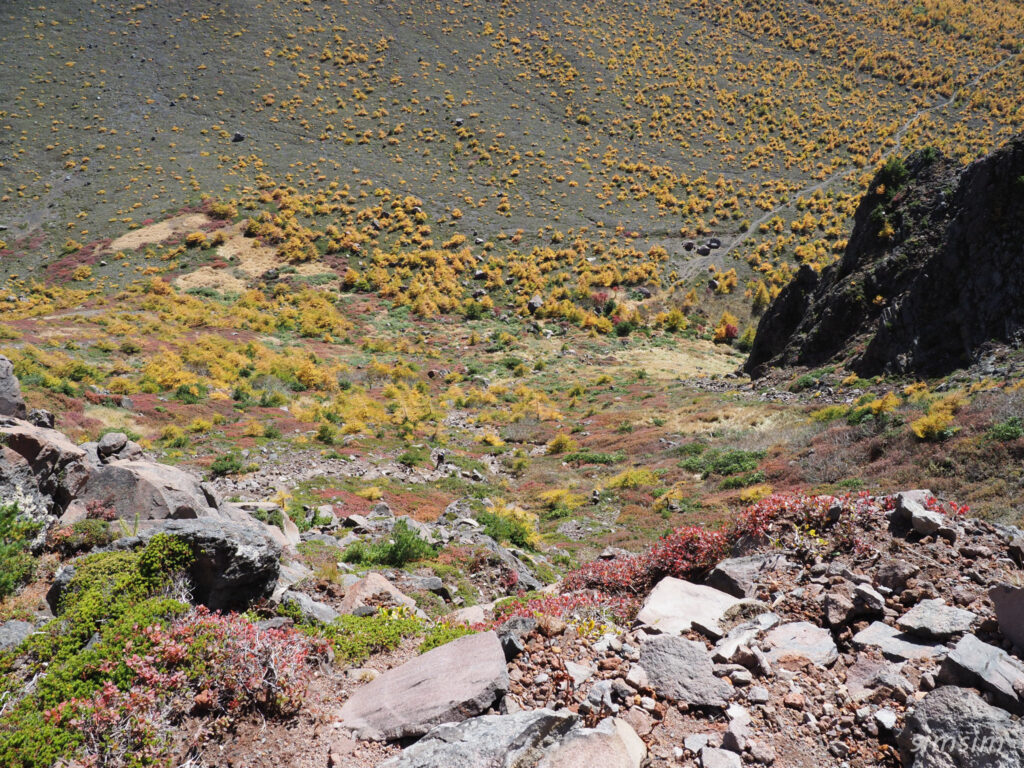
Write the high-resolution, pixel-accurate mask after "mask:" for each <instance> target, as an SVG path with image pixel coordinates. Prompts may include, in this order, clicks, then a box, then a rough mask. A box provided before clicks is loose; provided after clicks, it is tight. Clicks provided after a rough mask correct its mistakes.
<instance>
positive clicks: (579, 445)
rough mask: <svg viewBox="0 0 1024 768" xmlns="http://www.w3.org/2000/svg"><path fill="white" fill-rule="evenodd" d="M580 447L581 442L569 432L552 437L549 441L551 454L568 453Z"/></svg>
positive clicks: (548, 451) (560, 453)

-----

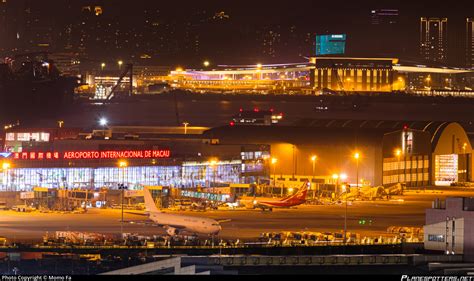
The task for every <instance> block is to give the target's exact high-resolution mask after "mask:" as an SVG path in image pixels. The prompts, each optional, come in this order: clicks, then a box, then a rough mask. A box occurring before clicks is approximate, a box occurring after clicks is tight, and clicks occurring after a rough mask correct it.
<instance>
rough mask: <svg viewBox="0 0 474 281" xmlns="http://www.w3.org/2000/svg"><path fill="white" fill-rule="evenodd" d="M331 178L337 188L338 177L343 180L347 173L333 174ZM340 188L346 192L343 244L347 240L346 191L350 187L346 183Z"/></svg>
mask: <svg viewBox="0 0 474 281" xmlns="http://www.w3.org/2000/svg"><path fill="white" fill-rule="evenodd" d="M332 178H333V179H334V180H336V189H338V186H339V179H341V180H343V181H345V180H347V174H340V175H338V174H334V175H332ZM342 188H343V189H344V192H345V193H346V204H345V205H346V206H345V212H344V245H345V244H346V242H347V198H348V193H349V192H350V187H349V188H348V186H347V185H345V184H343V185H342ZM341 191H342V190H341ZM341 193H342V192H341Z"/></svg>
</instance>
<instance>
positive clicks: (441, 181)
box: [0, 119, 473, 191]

-----

## [The problem]
Filter this listing and copy only the lines holding the word "before".

## [Answer to this task]
Write the high-resolution, pixel-accurate mask after "mask:" for each <instance> target, as an SVG path with image pixel coordinates. Prompts may include, in this order, clicks, then a box, then a rough mask. A box provided before clicks is loose; provided after clicks, it is tight. Clicks provided after a rough mask correct its mistakes.
The task for every <instance> block is to give the target's exact high-resolution mask after "mask:" as an SVG path in image pixels. The prompts, each optional, come in this order: clicks, then a box, then a rough mask. A box occurring before clicks is approximate, a box occurring after clicks is tight, and clicks occurring after a rough mask correct it.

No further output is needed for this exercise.